- _DATASET ROWS_
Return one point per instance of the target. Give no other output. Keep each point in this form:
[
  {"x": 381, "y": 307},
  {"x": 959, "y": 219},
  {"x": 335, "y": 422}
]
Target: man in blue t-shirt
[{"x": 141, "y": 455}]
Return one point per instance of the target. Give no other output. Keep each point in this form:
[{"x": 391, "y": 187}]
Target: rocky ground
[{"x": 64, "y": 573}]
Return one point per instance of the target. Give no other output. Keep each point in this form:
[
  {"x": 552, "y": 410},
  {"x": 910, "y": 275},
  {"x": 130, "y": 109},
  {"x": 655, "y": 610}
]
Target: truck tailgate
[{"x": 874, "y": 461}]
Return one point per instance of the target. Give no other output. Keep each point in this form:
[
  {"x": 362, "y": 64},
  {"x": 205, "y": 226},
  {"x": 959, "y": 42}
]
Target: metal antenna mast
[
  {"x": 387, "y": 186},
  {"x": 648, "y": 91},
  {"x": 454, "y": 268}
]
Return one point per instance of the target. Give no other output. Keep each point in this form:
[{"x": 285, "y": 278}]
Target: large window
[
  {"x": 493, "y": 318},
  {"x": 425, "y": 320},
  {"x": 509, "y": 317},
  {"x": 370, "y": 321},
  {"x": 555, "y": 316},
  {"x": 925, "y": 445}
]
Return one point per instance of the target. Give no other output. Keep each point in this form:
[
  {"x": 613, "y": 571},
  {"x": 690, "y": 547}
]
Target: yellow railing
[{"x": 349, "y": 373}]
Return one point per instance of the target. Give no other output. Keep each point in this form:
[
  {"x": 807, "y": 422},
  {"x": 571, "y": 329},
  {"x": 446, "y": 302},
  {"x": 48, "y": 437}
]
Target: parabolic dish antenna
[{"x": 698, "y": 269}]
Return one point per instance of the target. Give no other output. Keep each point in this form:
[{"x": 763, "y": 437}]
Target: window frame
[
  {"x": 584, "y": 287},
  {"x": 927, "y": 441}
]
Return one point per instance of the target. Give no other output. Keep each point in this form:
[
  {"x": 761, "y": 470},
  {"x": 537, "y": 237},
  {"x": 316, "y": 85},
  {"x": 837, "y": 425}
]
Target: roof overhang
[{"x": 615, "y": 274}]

- _SET EXERCISE_
Here, the records must be output exactly and in full.

- _CORRECT RESULT_
Return one point per instance of the target. Give no other output. Keep each point in this form:
[
  {"x": 381, "y": 307},
  {"x": 959, "y": 219},
  {"x": 335, "y": 422}
]
Target: man in blue t-shirt
[{"x": 141, "y": 455}]
Return one point per instance of the target. Give no other output. Keep each point in this form:
[{"x": 391, "y": 187}]
Target: rocky ground
[{"x": 64, "y": 573}]
Return one point per instance of the target. Give no other output. Keep each point in this form:
[
  {"x": 552, "y": 410},
  {"x": 910, "y": 275},
  {"x": 130, "y": 109},
  {"x": 655, "y": 610}
]
Target: truck tailgate
[{"x": 874, "y": 461}]
Return one point per instance of the target. Give no other output. Keep each point in this form:
[
  {"x": 362, "y": 64},
  {"x": 205, "y": 226},
  {"x": 959, "y": 42}
]
Target: metal antenna mast
[
  {"x": 387, "y": 186},
  {"x": 648, "y": 91},
  {"x": 454, "y": 268}
]
Return one point per instance of the target. Give no other output. Keep each point in this form:
[{"x": 285, "y": 278}]
Target: large window
[
  {"x": 493, "y": 318},
  {"x": 425, "y": 320},
  {"x": 509, "y": 317},
  {"x": 370, "y": 321},
  {"x": 555, "y": 316},
  {"x": 925, "y": 445}
]
Return one point per instance of the target. Give no other output. Keep each point in this form:
[
  {"x": 613, "y": 571},
  {"x": 690, "y": 547}
]
Target: yellow railing
[{"x": 349, "y": 373}]
Return one point per instance of the target. Give no other output. Keep each point in this form:
[
  {"x": 807, "y": 422},
  {"x": 571, "y": 329},
  {"x": 446, "y": 302},
  {"x": 48, "y": 437}
]
Target: parabolic dish antenna
[{"x": 698, "y": 269}]
Return one point per instance of the target. Give no other output. Keep each point in this form:
[{"x": 763, "y": 437}]
Target: window frame
[
  {"x": 584, "y": 287},
  {"x": 927, "y": 441}
]
Return one point per instance of the target. Give no other output. Keep each point in this form:
[
  {"x": 761, "y": 470},
  {"x": 537, "y": 237},
  {"x": 316, "y": 85},
  {"x": 837, "y": 425}
]
Target: roof overhang
[{"x": 615, "y": 274}]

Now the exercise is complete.